### Given task
Copy the full listing below verbatim, keeping every line unchanged and in the same order.

### Provided data

■ ■ ■

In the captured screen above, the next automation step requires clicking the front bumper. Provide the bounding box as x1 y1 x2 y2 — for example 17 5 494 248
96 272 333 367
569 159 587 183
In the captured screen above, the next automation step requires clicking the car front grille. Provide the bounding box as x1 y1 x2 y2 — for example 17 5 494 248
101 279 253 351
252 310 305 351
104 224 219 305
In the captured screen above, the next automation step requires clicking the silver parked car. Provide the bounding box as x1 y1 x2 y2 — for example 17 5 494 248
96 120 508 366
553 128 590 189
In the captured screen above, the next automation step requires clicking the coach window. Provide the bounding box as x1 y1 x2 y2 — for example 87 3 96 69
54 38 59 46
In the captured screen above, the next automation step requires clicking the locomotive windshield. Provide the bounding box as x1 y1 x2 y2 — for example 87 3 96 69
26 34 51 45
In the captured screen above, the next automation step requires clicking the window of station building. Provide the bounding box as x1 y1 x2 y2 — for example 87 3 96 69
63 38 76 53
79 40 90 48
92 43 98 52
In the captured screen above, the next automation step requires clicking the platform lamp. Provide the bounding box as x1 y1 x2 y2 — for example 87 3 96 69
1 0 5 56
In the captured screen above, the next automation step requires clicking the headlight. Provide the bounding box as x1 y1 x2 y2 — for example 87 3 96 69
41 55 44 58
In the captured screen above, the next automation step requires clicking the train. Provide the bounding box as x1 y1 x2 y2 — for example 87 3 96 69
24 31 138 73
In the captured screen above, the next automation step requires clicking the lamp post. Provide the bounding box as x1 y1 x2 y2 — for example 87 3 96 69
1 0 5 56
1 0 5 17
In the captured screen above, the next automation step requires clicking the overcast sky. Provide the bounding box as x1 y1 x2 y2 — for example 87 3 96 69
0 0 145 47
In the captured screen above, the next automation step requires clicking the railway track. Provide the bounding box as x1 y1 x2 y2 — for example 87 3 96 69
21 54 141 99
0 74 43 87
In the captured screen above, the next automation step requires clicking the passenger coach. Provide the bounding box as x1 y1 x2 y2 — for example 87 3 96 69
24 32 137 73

■ ■ ■

### Worked answer
In the captured screen above, the next automation step requires clicking the front bumper. Provide the bounding box as x1 y1 x2 y2 — for example 17 5 494 248
96 272 333 367
569 159 587 183
In the captured screen above, the next automation step requires clicking the car front grille. Provide the bounding box as x1 y1 x2 y2 — for example 17 5 494 248
101 279 253 351
252 310 305 351
104 224 219 305
In the captured screen above, the next automation step requires clicking the silver parked car. Provide the bounding box as x1 y1 x2 y2 — for example 17 5 494 248
96 120 508 366
553 128 590 189
In the captured screen above, the next automation step requires clicking the coach window. Provide the bounding box as x1 y1 x2 y2 — for example 87 3 96 69
54 38 59 46
In the captured screen above, the next automation step requires clicking the locomotive windshield. Provide the bounding box as x1 y1 x2 y2 — for example 87 3 96 69
26 34 51 45
In the captured screen above, the next automation step requires clicking the window of station building. Provide the bounding box as x1 y1 x2 y2 — for example 87 3 96 69
63 38 76 53
79 40 90 48
92 43 98 52
In the captured screen above, the next automation step requires clicking the platform lamp. Provide the bounding box as x1 y1 x2 y2 — for example 87 3 96 69
1 0 5 56
In the captured screen above, the next automation step requires clicking the headlight. Provide the bounding box as x1 y1 x2 y2 — for example 87 3 96 69
41 55 44 58
In the captured screen above, the next automation step requires clicking the train. Provide the bounding box as x1 y1 x2 y2 — for example 87 3 96 69
24 31 138 73
In the captured screen above, the next automation step requires clicking the lamp post. Provide the bounding box as x1 y1 x2 y2 — for example 87 3 96 69
1 0 5 56
1 0 5 17
In the captured screen above, the next automation step requires clicking the overcast sky. Provide the bounding box as x1 y1 x2 y2 — for example 87 3 96 69
0 0 145 47
In the captured screen above, the next automation step requires clicking the railway track. Provide the bounding box as x1 y1 x2 y2 — for example 87 3 96 69
21 54 141 99
0 74 43 87
In the captured screen above, the next automation step requires clicking the passenger coach. Provide the bounding box as x1 y1 x2 y2 — for example 87 3 96 69
24 32 137 73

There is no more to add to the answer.